■ **Work instructions**: Format the material as a numbered list, from its first line through the line containing "[[28, 7], [101, 78], [169, 111], [116, 65]]", skipping blank lines and omitting the pictures.

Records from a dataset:

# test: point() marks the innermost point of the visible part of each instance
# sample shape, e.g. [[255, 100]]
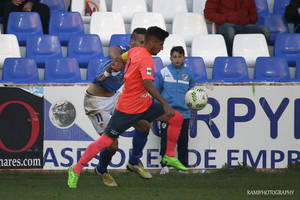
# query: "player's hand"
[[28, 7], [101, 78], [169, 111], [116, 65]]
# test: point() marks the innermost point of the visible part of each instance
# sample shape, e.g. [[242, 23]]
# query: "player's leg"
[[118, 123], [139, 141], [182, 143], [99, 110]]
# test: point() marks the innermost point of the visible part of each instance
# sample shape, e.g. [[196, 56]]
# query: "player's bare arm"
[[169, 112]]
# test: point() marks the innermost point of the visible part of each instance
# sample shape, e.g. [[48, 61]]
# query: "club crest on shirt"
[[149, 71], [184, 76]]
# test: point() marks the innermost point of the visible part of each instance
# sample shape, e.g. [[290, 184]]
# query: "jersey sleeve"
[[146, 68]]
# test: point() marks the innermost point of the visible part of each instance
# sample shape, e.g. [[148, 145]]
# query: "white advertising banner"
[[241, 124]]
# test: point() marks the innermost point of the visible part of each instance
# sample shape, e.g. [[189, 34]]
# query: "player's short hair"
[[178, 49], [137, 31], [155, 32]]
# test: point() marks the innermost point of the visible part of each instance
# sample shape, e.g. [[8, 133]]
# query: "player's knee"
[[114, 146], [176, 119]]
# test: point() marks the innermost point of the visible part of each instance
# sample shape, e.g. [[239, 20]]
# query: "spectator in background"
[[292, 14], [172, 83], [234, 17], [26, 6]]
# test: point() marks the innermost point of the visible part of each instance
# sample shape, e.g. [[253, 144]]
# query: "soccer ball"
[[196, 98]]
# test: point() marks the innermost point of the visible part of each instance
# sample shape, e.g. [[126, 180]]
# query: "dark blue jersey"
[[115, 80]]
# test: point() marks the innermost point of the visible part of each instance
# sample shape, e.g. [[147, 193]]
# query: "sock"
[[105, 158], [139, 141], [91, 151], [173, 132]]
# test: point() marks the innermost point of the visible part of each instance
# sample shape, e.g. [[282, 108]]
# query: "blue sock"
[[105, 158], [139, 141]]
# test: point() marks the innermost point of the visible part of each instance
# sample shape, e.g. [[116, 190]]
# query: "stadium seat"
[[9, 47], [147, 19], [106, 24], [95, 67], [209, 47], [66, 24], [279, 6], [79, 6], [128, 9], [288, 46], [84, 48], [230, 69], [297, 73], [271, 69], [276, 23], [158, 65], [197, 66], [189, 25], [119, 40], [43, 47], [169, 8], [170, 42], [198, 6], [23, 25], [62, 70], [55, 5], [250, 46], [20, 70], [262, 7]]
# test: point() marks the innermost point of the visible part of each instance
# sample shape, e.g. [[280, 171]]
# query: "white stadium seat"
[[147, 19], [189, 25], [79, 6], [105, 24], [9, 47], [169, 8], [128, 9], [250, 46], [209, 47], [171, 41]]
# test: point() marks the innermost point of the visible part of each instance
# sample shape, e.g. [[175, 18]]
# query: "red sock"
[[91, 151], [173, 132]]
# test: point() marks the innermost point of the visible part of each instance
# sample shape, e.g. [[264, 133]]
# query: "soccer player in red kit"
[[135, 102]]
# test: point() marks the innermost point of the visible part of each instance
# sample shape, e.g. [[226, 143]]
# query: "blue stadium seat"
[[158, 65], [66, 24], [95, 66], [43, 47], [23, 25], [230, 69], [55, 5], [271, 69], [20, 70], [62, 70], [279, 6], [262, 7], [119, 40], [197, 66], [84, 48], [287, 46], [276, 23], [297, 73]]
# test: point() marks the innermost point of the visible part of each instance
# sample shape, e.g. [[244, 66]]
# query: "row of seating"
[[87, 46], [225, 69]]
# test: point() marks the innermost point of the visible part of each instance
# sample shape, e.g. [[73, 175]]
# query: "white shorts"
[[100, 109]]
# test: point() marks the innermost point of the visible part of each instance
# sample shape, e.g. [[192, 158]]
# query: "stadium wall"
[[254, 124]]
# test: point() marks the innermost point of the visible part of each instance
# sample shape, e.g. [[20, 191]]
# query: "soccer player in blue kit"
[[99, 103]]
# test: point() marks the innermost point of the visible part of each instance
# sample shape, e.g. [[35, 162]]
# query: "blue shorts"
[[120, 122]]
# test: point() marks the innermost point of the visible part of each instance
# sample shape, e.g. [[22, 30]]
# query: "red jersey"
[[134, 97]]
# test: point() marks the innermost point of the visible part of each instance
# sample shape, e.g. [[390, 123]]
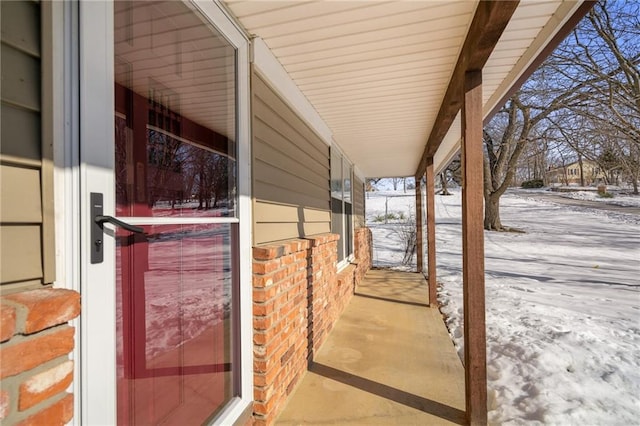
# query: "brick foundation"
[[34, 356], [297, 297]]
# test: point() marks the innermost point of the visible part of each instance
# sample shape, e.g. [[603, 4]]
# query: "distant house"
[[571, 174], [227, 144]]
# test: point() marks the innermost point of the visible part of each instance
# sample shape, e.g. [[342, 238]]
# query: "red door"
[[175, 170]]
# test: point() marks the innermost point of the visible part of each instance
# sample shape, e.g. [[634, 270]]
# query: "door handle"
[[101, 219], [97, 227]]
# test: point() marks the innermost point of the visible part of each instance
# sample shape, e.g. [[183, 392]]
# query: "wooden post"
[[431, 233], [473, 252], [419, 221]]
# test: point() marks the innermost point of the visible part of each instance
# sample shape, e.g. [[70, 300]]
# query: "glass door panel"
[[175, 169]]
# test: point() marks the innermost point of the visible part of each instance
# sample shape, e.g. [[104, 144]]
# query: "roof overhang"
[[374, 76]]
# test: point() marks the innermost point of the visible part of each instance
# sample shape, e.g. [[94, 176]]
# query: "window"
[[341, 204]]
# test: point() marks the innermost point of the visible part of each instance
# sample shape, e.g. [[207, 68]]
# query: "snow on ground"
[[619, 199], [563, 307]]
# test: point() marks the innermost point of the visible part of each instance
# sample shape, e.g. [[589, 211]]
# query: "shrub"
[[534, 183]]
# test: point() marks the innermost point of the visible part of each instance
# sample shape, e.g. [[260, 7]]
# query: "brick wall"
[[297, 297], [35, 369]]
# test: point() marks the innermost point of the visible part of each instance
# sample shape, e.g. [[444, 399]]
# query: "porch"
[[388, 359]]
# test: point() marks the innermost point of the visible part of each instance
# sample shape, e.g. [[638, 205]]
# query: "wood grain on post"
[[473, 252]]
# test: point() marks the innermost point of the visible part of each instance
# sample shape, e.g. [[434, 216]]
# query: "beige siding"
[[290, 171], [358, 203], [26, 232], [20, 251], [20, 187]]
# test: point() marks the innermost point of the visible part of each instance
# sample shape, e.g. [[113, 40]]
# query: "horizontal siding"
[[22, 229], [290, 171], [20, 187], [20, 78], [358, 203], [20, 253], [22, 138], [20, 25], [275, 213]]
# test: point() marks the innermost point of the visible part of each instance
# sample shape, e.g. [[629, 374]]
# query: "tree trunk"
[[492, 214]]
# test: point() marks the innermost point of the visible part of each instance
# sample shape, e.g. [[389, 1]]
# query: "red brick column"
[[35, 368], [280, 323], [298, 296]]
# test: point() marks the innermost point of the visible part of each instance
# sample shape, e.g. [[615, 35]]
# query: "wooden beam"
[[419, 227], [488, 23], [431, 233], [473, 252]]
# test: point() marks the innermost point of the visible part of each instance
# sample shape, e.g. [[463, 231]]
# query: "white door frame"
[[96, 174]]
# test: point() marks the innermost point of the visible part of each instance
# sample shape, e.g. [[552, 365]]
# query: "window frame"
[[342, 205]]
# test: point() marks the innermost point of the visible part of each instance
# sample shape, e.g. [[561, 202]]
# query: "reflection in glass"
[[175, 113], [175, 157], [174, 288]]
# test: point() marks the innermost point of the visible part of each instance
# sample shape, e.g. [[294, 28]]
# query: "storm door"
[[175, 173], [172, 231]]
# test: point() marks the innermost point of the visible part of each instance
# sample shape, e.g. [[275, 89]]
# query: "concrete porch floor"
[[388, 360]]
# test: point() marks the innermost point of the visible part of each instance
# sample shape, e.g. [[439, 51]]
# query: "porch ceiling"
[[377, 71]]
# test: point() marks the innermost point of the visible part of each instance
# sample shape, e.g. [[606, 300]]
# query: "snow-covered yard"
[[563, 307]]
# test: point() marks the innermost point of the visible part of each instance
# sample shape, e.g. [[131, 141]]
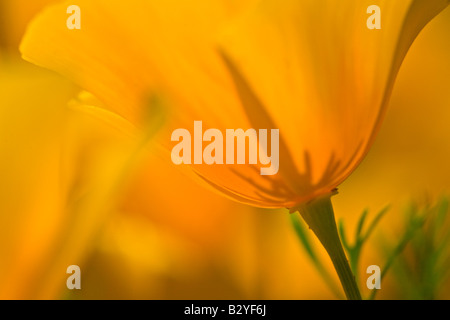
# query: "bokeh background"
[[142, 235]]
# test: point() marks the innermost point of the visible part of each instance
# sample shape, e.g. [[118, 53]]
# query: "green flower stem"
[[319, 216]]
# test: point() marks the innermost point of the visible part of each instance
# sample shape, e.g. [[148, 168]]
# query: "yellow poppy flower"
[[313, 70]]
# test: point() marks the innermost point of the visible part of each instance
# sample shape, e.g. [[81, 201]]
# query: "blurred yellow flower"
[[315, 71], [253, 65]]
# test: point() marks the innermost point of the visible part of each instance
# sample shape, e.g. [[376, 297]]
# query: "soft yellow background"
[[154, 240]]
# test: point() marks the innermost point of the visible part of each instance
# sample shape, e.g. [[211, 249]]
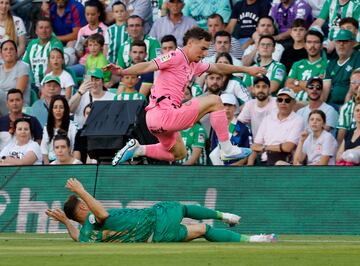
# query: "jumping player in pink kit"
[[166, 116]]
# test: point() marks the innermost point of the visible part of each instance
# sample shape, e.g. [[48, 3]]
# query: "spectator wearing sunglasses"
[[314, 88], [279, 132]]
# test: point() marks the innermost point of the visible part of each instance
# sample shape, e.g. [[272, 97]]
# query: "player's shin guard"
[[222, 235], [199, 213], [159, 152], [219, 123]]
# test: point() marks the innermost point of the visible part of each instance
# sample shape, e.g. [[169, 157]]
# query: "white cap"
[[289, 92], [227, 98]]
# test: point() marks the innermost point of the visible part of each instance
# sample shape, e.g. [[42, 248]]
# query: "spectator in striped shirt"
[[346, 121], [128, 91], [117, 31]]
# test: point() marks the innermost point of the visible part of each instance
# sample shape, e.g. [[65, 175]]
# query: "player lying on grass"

■ **Response to the exercise**:
1. # test: point() marks the innermost point of the visible part of each instance
2. # sample shape, e.g. [[255, 100]]
3. # query: "player's hand"
4. [[28, 7], [101, 78], [169, 111], [116, 65]]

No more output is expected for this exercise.